* **Exercise requirements**:
A word-for-word copy of the listing that follows is required.

* **Material shown**:
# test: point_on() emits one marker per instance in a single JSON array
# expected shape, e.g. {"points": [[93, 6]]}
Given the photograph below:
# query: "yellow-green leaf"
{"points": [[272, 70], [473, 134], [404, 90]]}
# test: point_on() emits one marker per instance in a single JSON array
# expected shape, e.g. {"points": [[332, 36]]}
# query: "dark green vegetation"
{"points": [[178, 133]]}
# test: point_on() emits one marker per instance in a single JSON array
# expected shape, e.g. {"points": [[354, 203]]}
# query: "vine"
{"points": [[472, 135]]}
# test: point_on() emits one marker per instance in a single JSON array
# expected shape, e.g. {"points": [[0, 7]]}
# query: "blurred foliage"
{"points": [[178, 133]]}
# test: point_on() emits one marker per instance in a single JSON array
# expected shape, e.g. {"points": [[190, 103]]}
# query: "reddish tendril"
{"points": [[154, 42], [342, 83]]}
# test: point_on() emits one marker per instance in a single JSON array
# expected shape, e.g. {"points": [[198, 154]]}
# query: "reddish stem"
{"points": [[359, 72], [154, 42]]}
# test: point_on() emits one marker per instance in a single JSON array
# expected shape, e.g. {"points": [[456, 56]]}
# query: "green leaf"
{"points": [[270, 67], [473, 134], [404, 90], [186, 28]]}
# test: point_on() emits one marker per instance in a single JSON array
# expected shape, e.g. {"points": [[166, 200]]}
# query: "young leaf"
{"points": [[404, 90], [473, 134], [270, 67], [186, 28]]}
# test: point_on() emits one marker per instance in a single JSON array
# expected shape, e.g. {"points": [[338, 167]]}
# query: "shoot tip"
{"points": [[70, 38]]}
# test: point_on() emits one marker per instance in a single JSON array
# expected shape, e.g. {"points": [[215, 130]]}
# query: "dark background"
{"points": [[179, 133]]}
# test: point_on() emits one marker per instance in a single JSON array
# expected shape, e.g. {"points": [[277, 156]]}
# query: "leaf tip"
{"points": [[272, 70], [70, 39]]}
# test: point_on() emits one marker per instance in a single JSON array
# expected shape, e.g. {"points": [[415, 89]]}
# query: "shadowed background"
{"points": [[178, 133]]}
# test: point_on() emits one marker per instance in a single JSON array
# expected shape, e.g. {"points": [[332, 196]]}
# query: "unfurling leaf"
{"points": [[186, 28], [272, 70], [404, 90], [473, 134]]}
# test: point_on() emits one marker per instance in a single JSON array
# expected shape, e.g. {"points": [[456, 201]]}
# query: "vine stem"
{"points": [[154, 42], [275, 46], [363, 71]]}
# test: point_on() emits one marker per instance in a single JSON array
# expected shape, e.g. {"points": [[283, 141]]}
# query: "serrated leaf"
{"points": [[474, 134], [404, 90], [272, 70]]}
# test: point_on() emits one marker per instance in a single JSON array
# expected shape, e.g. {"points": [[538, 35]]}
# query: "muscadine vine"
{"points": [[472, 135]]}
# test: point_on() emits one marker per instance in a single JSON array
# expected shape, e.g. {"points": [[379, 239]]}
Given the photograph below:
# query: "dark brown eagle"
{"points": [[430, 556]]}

* **Result of the task**:
# test: point_on() emits one marker per instance in a single JSON array
# expected shape, e.g. {"points": [[93, 6]]}
Given the photograph below:
# query: "yellow-green leaf"
{"points": [[272, 70], [473, 134], [404, 90]]}
# test: point_on() emits one marker per instance in a single JSON array
# expected shape, e.g. {"points": [[332, 36]]}
# query: "dark green vegetation"
{"points": [[178, 133]]}
# test: point_on() emits one marker per instance in a single JSON array
# expected shape, e.g. {"points": [[354, 203]]}
# query: "vine"
{"points": [[472, 135]]}
# test: point_on() emits one marker per instance in a single JSON array
# expected shape, e.g. {"points": [[0, 7]]}
# query: "blurred foliage"
{"points": [[178, 133]]}
# test: point_on() emits one marker per instance in a single JSON array
# expected shape, e.g. {"points": [[190, 103]]}
# query: "reddish tendril"
{"points": [[154, 42], [342, 83]]}
# test: point_on() emits one marker per instance in a single JSON array
# expected shape, e.g. {"points": [[198, 154]]}
# query: "reddish stem"
{"points": [[359, 72], [154, 42]]}
# test: point_on() emits one marker per instance in a single JSON array
# expected shape, e.g. {"points": [[456, 56]]}
# query: "green leaf"
{"points": [[270, 67], [473, 134], [404, 90], [186, 28]]}
# test: point_on() emits one marker per instance in a single JSON array
# expected shape, e.g. {"points": [[166, 200]]}
# query: "young leaf"
{"points": [[404, 90], [473, 134], [270, 67], [186, 28]]}
# test: point_on() emits one marker per instance in a single JSON array
# expected shape, e.g. {"points": [[338, 167]]}
# query: "shoot tip"
{"points": [[70, 38]]}
# test: point_on() emits one marker per instance in a single JSON array
# expected shape, e.g. {"points": [[215, 130]]}
# query: "dark background"
{"points": [[179, 133]]}
# test: point_on() emits one marker per instance in a single JSON array
# expected shape, e.g. {"points": [[277, 156]]}
# query: "leaf tip"
{"points": [[272, 70], [70, 39]]}
# test: point_on() emits one marker per instance in a single JSON array
# expected shape, e.g. {"points": [[415, 89]]}
# query: "shadowed background"
{"points": [[178, 133]]}
# test: point_on() emits one marker per instance in a single JSON array
# expected shape, e.g. {"points": [[332, 196]]}
# query: "unfurling leaf"
{"points": [[186, 28], [272, 70], [404, 90], [473, 134]]}
# test: point_on() emits one marker per instance in a single JSON array
# expected shape, e.g. {"points": [[456, 201]]}
# query: "vine stem"
{"points": [[154, 42], [275, 46], [363, 71]]}
# test: point_on() emits one marker per instance in a single JSON array
# expected shape, e.g. {"points": [[283, 141]]}
# query: "serrated leaf"
{"points": [[474, 134], [404, 90], [272, 70]]}
# test: point_on() emits one marker per instance in a single JSON array
# expected shape, e.g. {"points": [[538, 35]]}
# query: "muscadine vine"
{"points": [[472, 135]]}
# test: point_on() emits one marker per instance in a single JSON array
# expected shape, e.g. {"points": [[379, 239]]}
Given the photograph below:
# query: "dark brown eagle"
{"points": [[430, 556]]}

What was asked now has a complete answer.